EXERCISE PROMPT: Without the pictures, return each record as it appears.
** START OF DATA FOR PROCESSING **
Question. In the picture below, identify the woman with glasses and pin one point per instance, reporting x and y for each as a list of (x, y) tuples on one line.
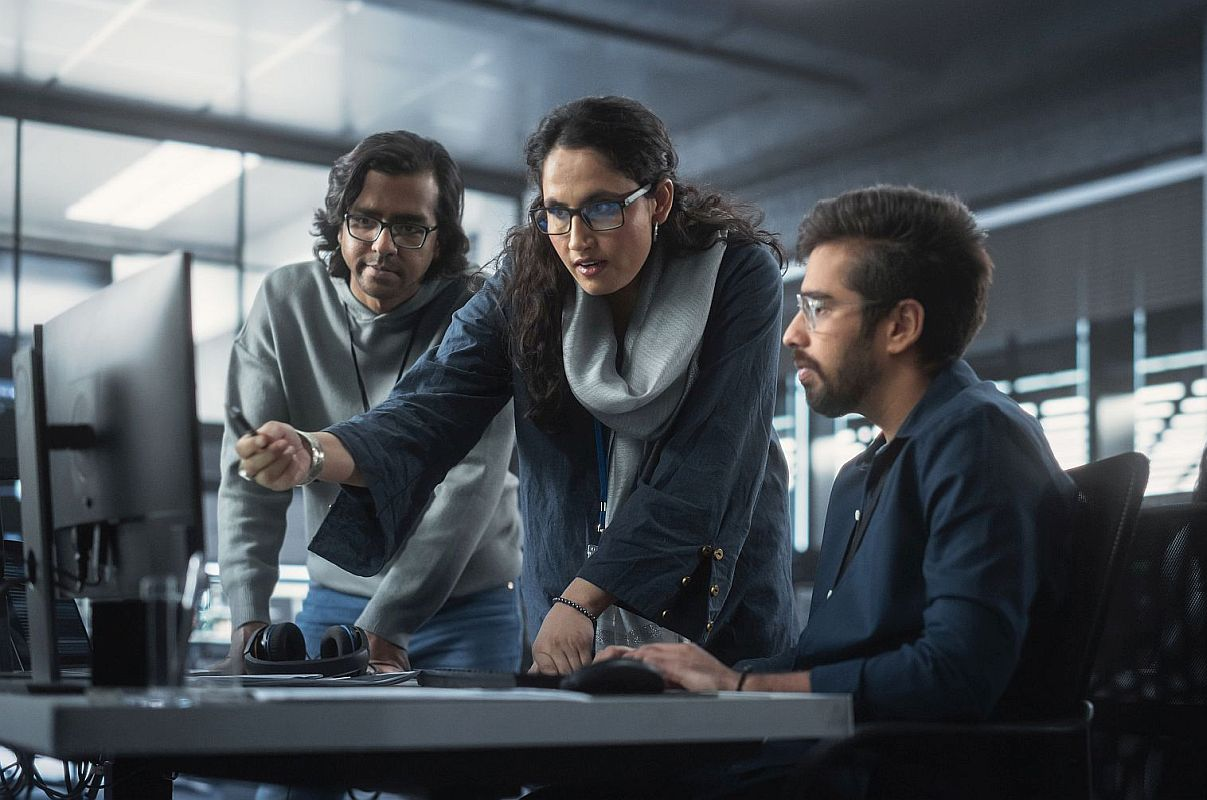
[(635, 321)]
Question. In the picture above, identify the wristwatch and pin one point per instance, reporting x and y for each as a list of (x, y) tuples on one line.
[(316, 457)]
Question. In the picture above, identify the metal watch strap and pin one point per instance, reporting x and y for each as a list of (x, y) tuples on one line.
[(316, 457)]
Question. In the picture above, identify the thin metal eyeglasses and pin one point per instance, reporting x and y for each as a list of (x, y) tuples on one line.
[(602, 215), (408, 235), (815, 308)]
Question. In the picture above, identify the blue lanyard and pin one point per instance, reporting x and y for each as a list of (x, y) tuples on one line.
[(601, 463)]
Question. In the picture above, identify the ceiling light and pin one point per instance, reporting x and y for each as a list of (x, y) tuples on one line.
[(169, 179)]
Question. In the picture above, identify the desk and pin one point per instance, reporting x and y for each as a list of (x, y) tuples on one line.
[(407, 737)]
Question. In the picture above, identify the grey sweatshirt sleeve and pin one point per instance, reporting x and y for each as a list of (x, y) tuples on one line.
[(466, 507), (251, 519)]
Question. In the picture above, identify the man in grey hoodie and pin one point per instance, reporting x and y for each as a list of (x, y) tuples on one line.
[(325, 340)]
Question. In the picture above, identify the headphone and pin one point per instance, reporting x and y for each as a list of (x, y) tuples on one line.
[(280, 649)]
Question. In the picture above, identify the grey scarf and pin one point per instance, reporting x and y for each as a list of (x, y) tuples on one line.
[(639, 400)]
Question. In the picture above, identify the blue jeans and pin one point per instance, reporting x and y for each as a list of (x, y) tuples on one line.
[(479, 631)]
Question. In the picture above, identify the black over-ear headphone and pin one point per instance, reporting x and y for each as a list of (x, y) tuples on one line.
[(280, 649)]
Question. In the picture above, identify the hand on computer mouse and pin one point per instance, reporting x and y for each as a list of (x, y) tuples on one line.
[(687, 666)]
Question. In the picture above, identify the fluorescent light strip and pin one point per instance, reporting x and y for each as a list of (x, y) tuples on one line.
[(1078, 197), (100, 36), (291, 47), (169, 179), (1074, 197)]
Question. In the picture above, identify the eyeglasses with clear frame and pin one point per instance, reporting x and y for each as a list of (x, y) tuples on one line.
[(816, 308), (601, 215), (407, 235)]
** END OF DATA FOR PROCESSING **
ANSWER FOR THIS EXERCISE:
Question. In the picture below, identify the woman with glasses and pin one point per instance, reporting x and y for each as a list of (x, y) tuples on one line.
[(635, 321)]
Question. In the picture above, identify the wristwatch and pin one point per instance, reporting x and y for each as a list of (x, y) tuples on one line.
[(316, 457)]
Question. In the picture above, identify the metal watch strap and pin one point per instance, reporting x and y for each as a list of (x, y) tuples on one line.
[(316, 457)]
Question. In the picture above, identify the thin metal eyeglasses and pin one point per instance, reporting x and y for each as a list of (x, y) tuples on one line.
[(602, 215), (408, 235), (815, 308)]
Question. In the picture above, identify the blue lanyard and pin one point per instance, reporting x and y for each as a list of (x, y) tuples on one line.
[(601, 463)]
Question. In the picture above, identify the ceiling light and pin one point per instance, reporting x and y for each as a list of (x, y) tuples on one line.
[(169, 179)]
Question. In the picture above, identify the desk and pin one point per instance, reporting x and y for each as a list of (x, y) tuples on one line.
[(407, 737)]
Question. In the picture above, identify the grey sweatshirt sleeve and pin one point per instance, reporting x and y for each as a list of (x, y) tuples on one line.
[(466, 507), (251, 519)]
Question. In the picture above, identify the man in grey hoodie and pin one point per instance, reporting x and y for each as a list of (x, y) tuples on one line.
[(325, 340)]
Question. In the picture above, identify the headphone and pin one point per instance, reporting x and y for each as a list of (x, y) tuples on one line.
[(280, 649)]
Question. In the picture above, identify the grey scarf and pin one point per instance, reporting x and y for each as a list of (x, y) tuples on one line.
[(639, 400)]
Question. In the picture above, identify the blue jeans and pin one point per instance, reporting x and y for each as a list of (x, y) tuples on one line.
[(479, 631)]
Question. In the picture above, identify the black over-ear headphone and pin one point per instance, reporting x and y for each as a list of (x, y) tuples on one line.
[(280, 649)]
Question. In the picture above, identify the hand on computer mouse and pin one point per instance, reporting x and y for each as a list of (x, y) tuples on one line.
[(687, 666)]
Question. In the picture above, identify the fluorescent light strip and pin one point per instance, reporting x and y for each as a list of (x, y) tuples on one line.
[(1078, 197), (100, 36), (291, 47), (169, 179), (1074, 197)]
Question. In the picture above, identify the eyeglasses with clear frame and pin one point per instance, reporting x and y for each as a list of (x, y) tuples on one line.
[(816, 308), (601, 215), (407, 235)]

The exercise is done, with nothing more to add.